For each line of the data below that contains "dark", return that line.

[[ DATA PROVIDED, beginning ]]

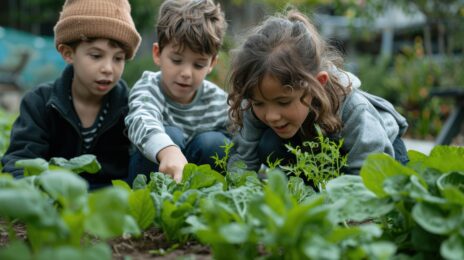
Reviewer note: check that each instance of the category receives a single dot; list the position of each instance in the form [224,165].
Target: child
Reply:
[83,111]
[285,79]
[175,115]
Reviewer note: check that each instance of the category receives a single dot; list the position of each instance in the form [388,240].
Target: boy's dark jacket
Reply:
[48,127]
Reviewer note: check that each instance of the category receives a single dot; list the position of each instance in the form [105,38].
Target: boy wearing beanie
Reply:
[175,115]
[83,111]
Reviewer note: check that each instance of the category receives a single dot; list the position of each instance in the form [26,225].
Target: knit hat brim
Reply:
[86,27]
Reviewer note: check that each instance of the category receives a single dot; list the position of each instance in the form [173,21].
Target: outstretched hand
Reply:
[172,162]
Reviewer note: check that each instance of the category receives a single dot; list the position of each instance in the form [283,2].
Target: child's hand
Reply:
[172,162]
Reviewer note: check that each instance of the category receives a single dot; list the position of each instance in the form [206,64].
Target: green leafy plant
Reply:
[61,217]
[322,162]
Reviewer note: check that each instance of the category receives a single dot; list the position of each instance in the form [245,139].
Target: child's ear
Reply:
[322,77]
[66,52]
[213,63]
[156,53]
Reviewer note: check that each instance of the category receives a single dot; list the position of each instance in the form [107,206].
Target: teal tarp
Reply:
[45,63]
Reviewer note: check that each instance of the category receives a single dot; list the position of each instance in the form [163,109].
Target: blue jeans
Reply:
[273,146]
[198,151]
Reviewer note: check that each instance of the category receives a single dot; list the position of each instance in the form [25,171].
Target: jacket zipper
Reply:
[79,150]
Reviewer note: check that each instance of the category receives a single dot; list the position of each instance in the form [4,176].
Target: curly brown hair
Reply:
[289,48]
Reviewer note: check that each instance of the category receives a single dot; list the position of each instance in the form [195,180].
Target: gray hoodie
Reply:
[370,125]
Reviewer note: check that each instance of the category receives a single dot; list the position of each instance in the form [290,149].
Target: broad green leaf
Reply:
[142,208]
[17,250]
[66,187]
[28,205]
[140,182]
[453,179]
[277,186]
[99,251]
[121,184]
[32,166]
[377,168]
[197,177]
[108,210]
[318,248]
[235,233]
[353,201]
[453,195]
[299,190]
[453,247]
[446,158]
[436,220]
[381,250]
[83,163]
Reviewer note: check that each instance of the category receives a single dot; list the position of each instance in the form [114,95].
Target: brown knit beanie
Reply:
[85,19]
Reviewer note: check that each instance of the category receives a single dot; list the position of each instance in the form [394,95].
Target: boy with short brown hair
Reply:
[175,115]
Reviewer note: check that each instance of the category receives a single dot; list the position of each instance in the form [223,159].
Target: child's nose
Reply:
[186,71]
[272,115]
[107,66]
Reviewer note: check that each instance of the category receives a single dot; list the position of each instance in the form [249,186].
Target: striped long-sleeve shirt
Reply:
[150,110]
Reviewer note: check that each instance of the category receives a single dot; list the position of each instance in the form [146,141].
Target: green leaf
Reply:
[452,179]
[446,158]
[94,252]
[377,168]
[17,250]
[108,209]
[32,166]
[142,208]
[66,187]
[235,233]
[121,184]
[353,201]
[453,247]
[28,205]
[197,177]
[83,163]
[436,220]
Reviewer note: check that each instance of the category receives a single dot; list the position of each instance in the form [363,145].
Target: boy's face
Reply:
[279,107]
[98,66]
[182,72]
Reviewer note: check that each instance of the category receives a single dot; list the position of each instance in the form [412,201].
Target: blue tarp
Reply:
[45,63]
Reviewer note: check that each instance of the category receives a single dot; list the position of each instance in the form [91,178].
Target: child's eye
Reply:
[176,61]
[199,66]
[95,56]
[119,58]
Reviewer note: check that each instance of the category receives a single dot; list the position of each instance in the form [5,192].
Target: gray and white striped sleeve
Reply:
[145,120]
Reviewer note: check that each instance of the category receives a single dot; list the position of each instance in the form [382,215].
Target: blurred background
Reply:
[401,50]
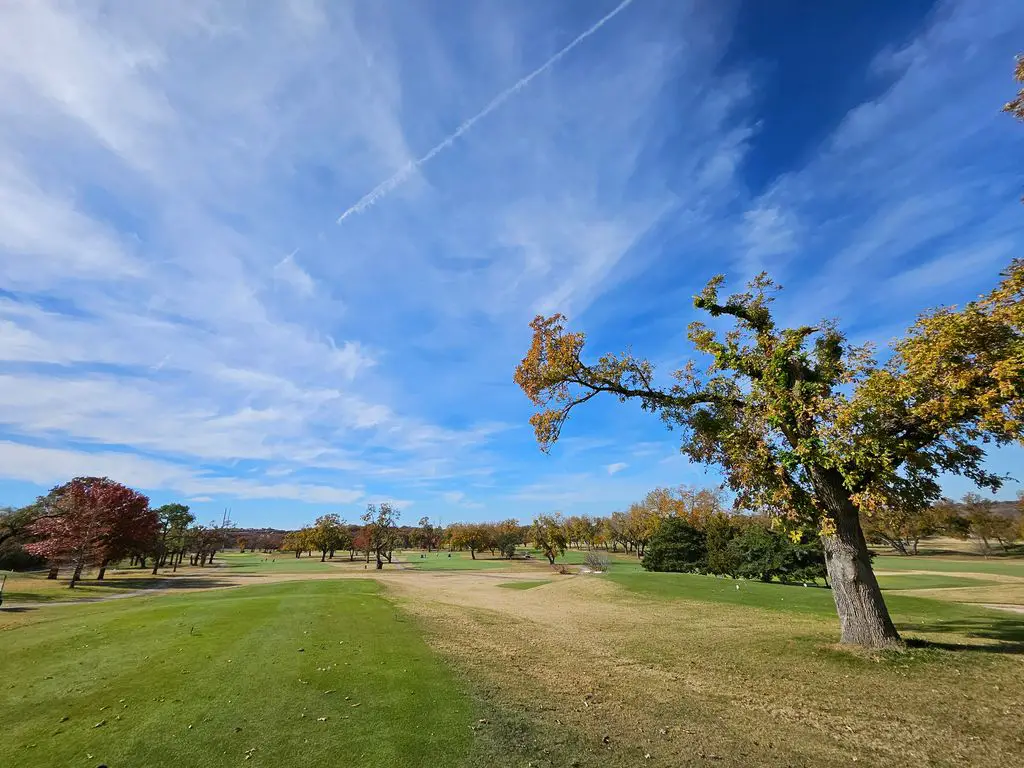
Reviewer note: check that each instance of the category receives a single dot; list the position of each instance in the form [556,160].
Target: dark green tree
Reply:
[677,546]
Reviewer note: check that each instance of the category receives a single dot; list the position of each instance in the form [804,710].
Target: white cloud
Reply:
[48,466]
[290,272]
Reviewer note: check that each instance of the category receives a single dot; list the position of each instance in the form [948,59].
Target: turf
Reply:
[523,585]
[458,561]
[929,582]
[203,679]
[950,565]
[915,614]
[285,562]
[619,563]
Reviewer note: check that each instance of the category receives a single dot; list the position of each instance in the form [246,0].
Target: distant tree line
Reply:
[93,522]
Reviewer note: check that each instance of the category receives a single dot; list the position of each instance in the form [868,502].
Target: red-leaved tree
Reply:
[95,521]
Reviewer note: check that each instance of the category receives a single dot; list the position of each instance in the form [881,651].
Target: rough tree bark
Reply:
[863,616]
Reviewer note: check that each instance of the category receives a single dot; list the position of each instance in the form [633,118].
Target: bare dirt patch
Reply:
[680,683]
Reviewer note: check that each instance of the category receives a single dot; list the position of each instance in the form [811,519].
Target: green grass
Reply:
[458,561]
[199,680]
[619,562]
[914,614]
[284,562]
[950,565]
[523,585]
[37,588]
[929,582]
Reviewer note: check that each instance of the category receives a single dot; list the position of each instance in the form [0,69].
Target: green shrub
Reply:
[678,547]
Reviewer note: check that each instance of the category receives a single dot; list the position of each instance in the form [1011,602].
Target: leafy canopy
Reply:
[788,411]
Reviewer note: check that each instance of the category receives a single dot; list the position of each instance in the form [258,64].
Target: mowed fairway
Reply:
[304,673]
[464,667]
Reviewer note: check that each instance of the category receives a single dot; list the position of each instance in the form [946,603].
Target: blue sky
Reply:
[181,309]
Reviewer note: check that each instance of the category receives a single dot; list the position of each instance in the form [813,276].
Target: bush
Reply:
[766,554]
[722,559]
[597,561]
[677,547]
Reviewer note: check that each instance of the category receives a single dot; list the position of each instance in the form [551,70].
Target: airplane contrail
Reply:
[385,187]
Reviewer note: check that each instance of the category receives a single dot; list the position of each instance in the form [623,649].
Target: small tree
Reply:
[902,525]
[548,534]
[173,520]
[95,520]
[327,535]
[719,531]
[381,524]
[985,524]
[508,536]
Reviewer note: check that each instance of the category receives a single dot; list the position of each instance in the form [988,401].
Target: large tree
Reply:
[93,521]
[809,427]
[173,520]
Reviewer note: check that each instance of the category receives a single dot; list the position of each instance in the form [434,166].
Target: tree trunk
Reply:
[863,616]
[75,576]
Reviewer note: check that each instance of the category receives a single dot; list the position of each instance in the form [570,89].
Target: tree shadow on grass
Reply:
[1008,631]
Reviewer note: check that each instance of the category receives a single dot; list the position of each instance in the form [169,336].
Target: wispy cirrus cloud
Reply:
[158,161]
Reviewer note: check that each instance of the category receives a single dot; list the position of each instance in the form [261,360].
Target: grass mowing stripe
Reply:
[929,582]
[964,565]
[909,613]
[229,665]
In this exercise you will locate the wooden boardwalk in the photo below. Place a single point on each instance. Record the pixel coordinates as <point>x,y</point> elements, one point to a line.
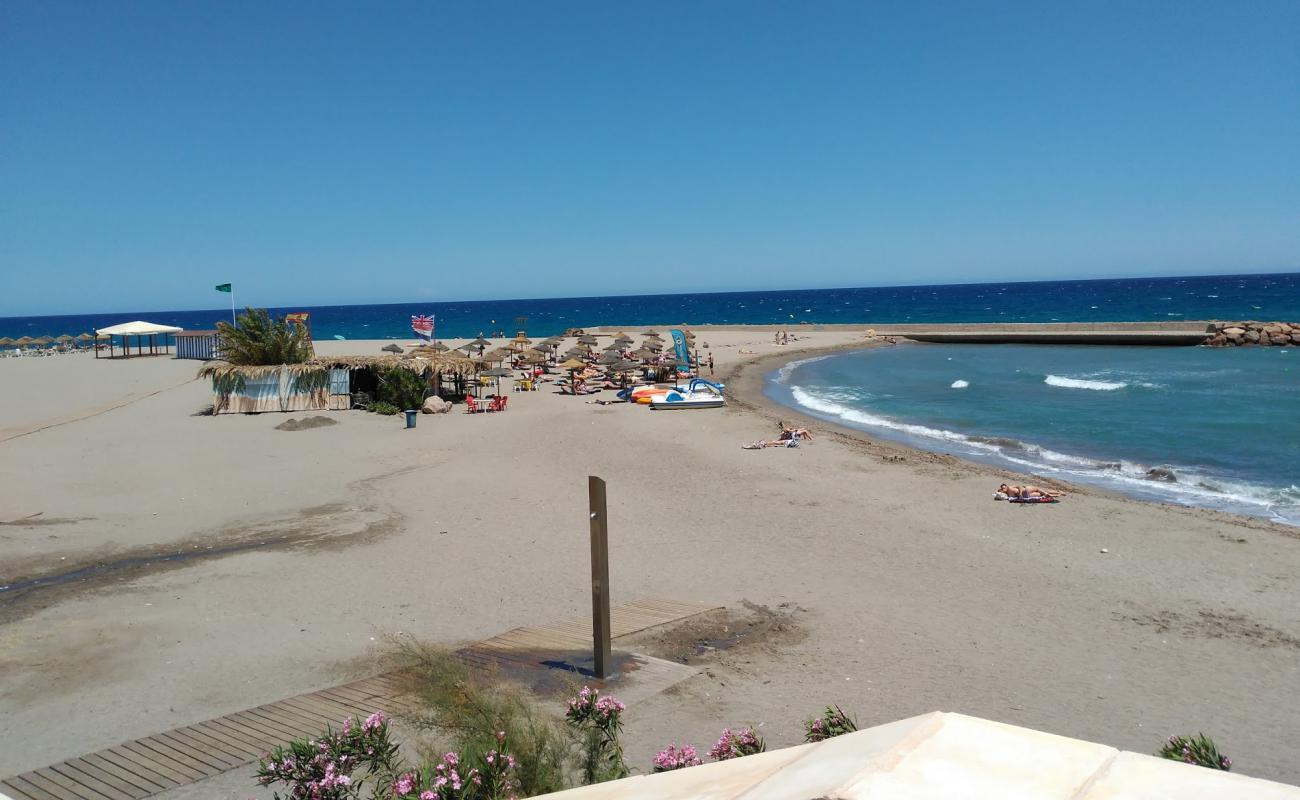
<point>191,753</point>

[[ DATA PROVIDED, end ]]

= TASK OUTPUT =
Target: boy's dark jacket
Target: dark green tree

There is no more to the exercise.